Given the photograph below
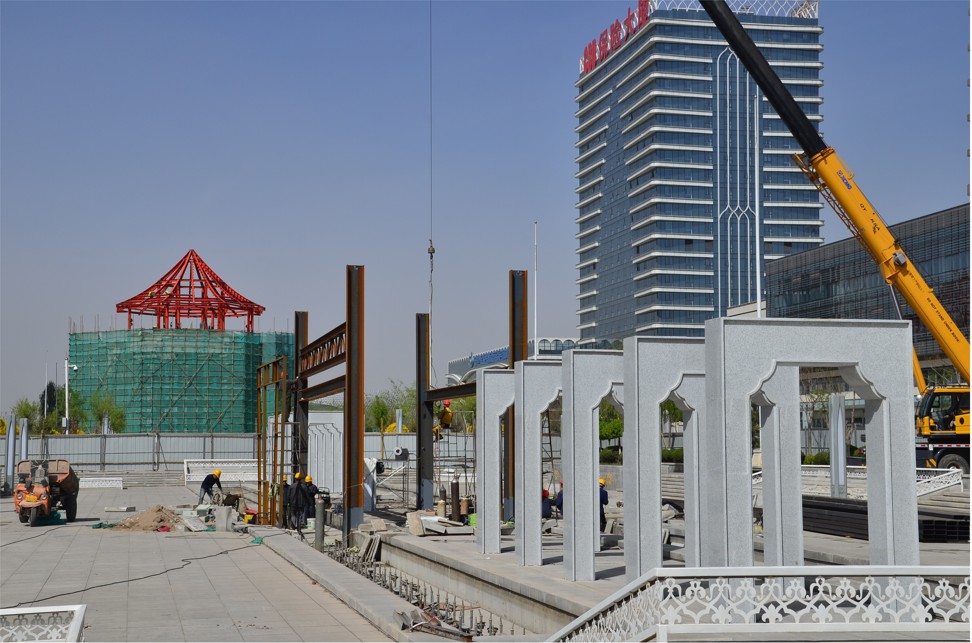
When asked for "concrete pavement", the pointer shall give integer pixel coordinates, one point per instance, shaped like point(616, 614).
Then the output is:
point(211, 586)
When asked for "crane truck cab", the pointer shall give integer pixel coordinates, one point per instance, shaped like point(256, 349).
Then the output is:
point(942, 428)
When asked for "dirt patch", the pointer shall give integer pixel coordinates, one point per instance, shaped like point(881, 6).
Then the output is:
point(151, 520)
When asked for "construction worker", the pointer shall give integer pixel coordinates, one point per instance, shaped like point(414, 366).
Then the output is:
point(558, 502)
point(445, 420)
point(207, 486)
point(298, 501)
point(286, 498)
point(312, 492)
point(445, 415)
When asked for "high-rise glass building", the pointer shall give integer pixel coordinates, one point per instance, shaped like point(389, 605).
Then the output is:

Directions: Without the pictures, reproduce every entry exactly as written.

Exercise answer:
Given the photograph below
When asked for "concrete pavement", the pointer shall give integer pixel coordinates, one point per instance, shaped like point(616, 614).
Then the output is:
point(211, 586)
When asked for "crane truck cab", the pointer shall give integer pixel coordinates, one point per instance, shaped like point(256, 349).
Then the output is:
point(942, 428)
When asked for "dirt patch", the pointer shall give integer pixel coordinates, one point per instance, shaped like point(881, 6).
Then the output is:
point(151, 520)
When asked for "construction worker", the pointer shall give integer pixel coordinates, one point per instance, shaped like point(414, 366).
Then the output is:
point(558, 502)
point(445, 420)
point(207, 486)
point(298, 501)
point(286, 498)
point(312, 492)
point(445, 415)
When asked for "high-rise glass building", the pointer shall give integer pixel coordinates, one point per instance, shaped like point(389, 605).
Then the output is:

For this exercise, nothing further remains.